## begin Records for this task

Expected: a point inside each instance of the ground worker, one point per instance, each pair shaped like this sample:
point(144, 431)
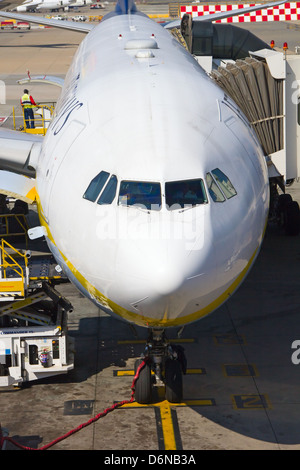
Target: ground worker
point(28, 104)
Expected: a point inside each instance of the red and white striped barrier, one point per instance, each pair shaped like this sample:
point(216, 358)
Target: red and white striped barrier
point(285, 12)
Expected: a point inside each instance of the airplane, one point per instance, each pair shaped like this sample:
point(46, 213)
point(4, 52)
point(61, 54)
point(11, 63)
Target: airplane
point(151, 186)
point(52, 5)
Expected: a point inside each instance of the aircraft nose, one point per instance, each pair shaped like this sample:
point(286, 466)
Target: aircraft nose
point(166, 279)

## end Records for this task

# Task brief
Can you write out the rows again, starting at the first line and ending at the line that contains "point(28, 104)", requests included, and add 66 to every coordinate in the answer points but not to the numbers in the requests or their format samples? Leave the pictures out of your answer.

# Final answer
Expected: a point inside each instance of the ground worker, one point per instance, each pair shaped like this sample:
point(144, 431)
Target: ground worker
point(94, 170)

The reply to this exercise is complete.